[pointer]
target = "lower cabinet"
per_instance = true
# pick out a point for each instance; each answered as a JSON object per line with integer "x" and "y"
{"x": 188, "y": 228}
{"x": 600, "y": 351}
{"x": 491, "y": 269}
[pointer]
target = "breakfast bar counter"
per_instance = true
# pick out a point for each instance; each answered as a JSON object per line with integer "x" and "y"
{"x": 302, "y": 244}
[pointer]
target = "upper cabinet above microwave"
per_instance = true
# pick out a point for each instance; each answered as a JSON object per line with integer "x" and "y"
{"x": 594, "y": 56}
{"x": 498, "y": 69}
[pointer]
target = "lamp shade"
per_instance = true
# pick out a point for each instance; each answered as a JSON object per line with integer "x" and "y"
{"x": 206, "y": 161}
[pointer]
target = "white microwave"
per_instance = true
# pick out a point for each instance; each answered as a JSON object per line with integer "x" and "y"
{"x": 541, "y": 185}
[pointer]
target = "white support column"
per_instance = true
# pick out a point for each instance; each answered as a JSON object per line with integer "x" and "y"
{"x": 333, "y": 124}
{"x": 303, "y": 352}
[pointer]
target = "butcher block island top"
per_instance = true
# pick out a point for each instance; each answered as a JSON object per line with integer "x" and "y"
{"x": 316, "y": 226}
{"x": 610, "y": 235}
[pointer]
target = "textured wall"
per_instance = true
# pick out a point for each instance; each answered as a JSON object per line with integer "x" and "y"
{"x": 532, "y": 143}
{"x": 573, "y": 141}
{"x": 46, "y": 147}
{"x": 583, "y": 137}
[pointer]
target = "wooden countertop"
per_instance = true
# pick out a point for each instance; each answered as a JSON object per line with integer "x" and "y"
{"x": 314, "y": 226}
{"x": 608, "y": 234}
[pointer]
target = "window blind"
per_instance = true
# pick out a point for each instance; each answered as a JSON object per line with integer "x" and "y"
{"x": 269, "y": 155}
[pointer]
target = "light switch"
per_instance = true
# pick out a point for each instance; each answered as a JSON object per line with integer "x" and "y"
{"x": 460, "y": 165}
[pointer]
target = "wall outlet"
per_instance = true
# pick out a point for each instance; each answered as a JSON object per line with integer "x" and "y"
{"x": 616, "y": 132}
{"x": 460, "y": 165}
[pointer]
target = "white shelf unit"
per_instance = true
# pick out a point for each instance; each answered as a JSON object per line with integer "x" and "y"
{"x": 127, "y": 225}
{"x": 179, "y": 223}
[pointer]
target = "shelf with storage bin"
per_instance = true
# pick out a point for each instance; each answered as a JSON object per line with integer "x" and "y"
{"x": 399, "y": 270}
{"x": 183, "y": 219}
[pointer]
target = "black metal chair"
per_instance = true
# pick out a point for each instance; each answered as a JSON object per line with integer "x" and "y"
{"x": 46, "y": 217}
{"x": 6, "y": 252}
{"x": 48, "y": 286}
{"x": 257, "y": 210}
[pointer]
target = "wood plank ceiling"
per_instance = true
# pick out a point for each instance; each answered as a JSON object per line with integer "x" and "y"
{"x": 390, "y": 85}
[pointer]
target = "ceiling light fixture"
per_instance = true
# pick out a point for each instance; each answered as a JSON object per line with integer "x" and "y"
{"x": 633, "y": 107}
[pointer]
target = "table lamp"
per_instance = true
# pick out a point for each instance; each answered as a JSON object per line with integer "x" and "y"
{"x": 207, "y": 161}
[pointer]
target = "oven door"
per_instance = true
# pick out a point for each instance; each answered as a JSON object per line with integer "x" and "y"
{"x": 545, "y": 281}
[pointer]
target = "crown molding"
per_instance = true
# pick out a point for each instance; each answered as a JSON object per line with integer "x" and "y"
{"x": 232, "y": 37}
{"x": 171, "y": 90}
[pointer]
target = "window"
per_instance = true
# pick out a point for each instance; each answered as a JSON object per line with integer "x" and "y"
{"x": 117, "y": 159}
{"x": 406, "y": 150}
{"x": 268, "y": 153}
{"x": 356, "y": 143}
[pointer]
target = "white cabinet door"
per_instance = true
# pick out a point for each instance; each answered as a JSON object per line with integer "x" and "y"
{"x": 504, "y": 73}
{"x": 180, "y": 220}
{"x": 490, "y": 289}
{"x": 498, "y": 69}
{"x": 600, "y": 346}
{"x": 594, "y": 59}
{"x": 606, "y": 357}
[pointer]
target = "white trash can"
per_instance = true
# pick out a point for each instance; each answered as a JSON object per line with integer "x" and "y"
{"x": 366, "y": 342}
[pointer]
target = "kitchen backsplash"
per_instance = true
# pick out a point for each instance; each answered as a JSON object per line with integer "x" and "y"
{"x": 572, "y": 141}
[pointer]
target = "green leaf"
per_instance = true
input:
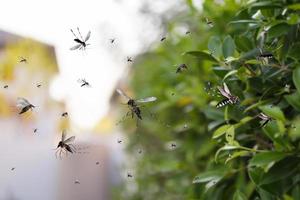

=======

= EXERCISE INSTRUCTIONS =
Return the material in full, word for word, and skip the pictures.

= EXERCISE RESULT =
[pointer]
target = "lower cabinet"
per_instance = true
# pick out a point for each instance; each answered as a JSON object per line with integer "x" and "y"
{"x": 188, "y": 228}
{"x": 600, "y": 351}
{"x": 491, "y": 269}
[pointer]
target = "breakfast bar counter"
per_instance = true
# pick out a point for each instance; each answered as a JSON object per line with integer "x" and "y"
{"x": 302, "y": 244}
[pointer]
target = "upper cabinet above microwave"
per_instance = true
# pick out a point for each instance; each answered as a JSON object per line with integer "x" and "y"
{"x": 594, "y": 56}
{"x": 498, "y": 69}
[pointer]
target = "lamp shade"
per_instance = true
# pick out a point for each instance; each answered as a JSON object per line with integer "x" and "y"
{"x": 206, "y": 161}
[pointer]
target = "white microwave"
per_instance = true
# pick out a point for each instance; each answered as a JSON object per line with integer "x" and "y"
{"x": 541, "y": 185}
[pointer]
target = "white support column"
per_instance = true
# pick out a point for each instance; each answered as a JSON object per line with integer "x" and "y"
{"x": 333, "y": 124}
{"x": 303, "y": 352}
[pointer]
target = "butcher block island top"
per_instance = true
# pick out a point for each instance; each answered as a JSON object per line with integer "x" and "y"
{"x": 316, "y": 226}
{"x": 610, "y": 235}
[pointer]
target = "textured wall"
per_instance = true
# pick out a point for each instance; each answered as a JSON object per line with integer "x" and "y"
{"x": 532, "y": 143}
{"x": 573, "y": 141}
{"x": 46, "y": 147}
{"x": 583, "y": 137}
[pointer]
target = "wooden countertop"
per_instance = true
# pick out a point for each instance; each answered as a JSON object per line with integer "x" and "y"
{"x": 314, "y": 226}
{"x": 608, "y": 234}
[pointer]
target = "window blind"
per_instance = true
# pick out a point for each instance; each answered as a JSON object per line with integer "x" and "y"
{"x": 269, "y": 155}
[pointer]
target = "light switch"
per_instance = true
# pick out a point for each instance; each answered as a JSON object per line with integer "x" and "y"
{"x": 460, "y": 165}
[pointer]
target = "wall outlet"
per_instance = true
# pick out a point for each instance; each answered as a JSON object per line with integer "x" and "y"
{"x": 616, "y": 132}
{"x": 460, "y": 165}
[pointer]
target = "white shelf unit"
per_instance = true
# pick out a point for each instance; each answered as a JSON object per line with integer "x" and "y"
{"x": 127, "y": 225}
{"x": 179, "y": 223}
[pointer]
target = "shelf with storage bin"
per_instance = true
# pick out a point for each instance; each answered as a JSON object per line with integer "x" and "y"
{"x": 399, "y": 270}
{"x": 183, "y": 219}
[pointer]
target = "black metal chair"
per_instance = true
# pick out a point for each instance; each answered as a JSON object per line with integer "x" and "y"
{"x": 46, "y": 217}
{"x": 6, "y": 252}
{"x": 48, "y": 286}
{"x": 257, "y": 210}
[pointer]
target = "wood plank ceiling"
per_instance = true
# pick out a point for each instance; each answered as a JSON object per line with integer "x" and "y"
{"x": 390, "y": 85}
[pointer]
target = "ceiling light fixture"
per_instance = true
# pick out a point for each instance; each answered as a JSON object per line with integer "x" and "y"
{"x": 633, "y": 107}
[pointer]
target = "table lamp"
per_instance = true
# pick out a point for each instance; each answered as a JSON object per line with integer "x" and "y"
{"x": 207, "y": 161}
[pointer]
target = "oven door"
per_instance = true
# pick out a point for each instance; each answered as a JSON object per line with integer "x" and "y"
{"x": 545, "y": 281}
[pointer]
target = "crown molding"
per_instance = true
# pick out a point for each instance; each answered as a JSON object per line with integer "x" and "y"
{"x": 232, "y": 37}
{"x": 171, "y": 90}
[pointer]
target = "window"
per_instance = true
# pick out a point for each instance; each answered as a JSON object per line with integer "x" and "y"
{"x": 117, "y": 159}
{"x": 406, "y": 150}
{"x": 268, "y": 153}
{"x": 356, "y": 143}
[pointer]
target = "white cabinet door"
per_instance = true
# pick out a point for each instance; each answered as a JSON object per line with integer "x" and "y"
{"x": 504, "y": 73}
{"x": 180, "y": 220}
{"x": 490, "y": 289}
{"x": 498, "y": 69}
{"x": 600, "y": 346}
{"x": 594, "y": 59}
{"x": 606, "y": 357}
[pointer]
target = "white trash can"
per_instance = true
# pick out a point for each instance; each answered as a JSON object per line with integer "x" and "y"
{"x": 366, "y": 342}
[pointer]
target = "kitchen backsplash"
per_instance = true
# pick out a point for each instance; each answered as a JSON object per line with integer "x" and "y"
{"x": 572, "y": 141}
[pointer]
target = "green leaf"
per_instance = true
input:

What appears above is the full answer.